Depuis, l’artiste a été invité à nouveau par Startijenn et Le Bour – Bodros à la Paker Noz 2 de Prat (22). Il a rencontré le joueur de uilleann pipes Yoann Ar Nedeleg à l’école Diwan de Saint-Brieuc et partagé deux morceaux avec Diane, collégienne de Callac qui joue de la harpe celtique. Dernièrement, le contrebassiste et chanteur en breton Cyrille Le Penven l’a intégré à son trio de musique du monde. Le week-end dernier, il était au fest-noz de Pleumeur-Bodou avec Hiks, groupe de drum’n breizh… Il travaille actuellement pour 2020 avec le sonneur Thomas Lotout (projet Titom)… « Je suis très impressionné par la bombarde. Un petit instrument qui sonne bien et fait danser », confie le griot sénégalais. Avant de poursuivre : « Nos deux cultures se rencontrent et s’embrassent parfaitement. Grâce aux excellents musiciens traditionnels d’ici, j’expérimente de nouveaux accordages jamais utilisés sur la kora. » Le public des fest-noz aime le sourire, l’exotisme, et l’originalité apportés par Idrissa. « Pour l’instant, je sais dire Demat et Kenavo. Mais j’espère que pour mes prochaines tournées en Bretagne, j’arriverai à dire quelques mots en langue bretonne pour saluer le public ! »

[Lignes d'annotation de coordonnées]
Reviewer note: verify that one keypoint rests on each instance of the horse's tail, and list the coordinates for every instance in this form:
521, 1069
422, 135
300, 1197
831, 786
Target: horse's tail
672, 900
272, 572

### [À COMPLÉTER]
• a. Présentez l'ensemble des lignes d'annotation de coordonnées sous forme de tableau Markdown, avec une colonne « Numéro » et une colonne « Contenu ». Omettez les lignes vides.
• b. Poursuivez le texte sur le griot sénégalais et les musiciens bretons au-delà de sa dernière phrase.

### [RÉPONSES FINALES]
• a.
| Numéro | Contenu |
|---|---|
| 1 | Reviewer note: verify that one keypoint rests on each instance of the horse's tail, and list the coordinates for every instance in this form: |
| 2 | 521, 1069 |
| 3 | 422, 135 |
| 4 | 300, 1197 |
| 5 | 831, 786 |
| 6 | Target: horse's tail |
| 7 | 672, 900 |
| 8 | 272, 572 |

• b.
Prochains concerts

-4 / 10, trio Tilo Bota, Bonjour Minuit, Saint-Brieuc -19/10, foire aux poulains de Kerien (22) -12/10, Café Théodore, Locquémeau (22) -13 / 10, église de Trémeur (22) -20 / 10, Scènes d’automne, Plouha (22) -9 / 11, le Chenal, Melon-Pospoder (29) -16 / 11, la Grange aux Abeilles, Le Mené (22) -22/11, Chez Gaud, Ploubazlanec (22)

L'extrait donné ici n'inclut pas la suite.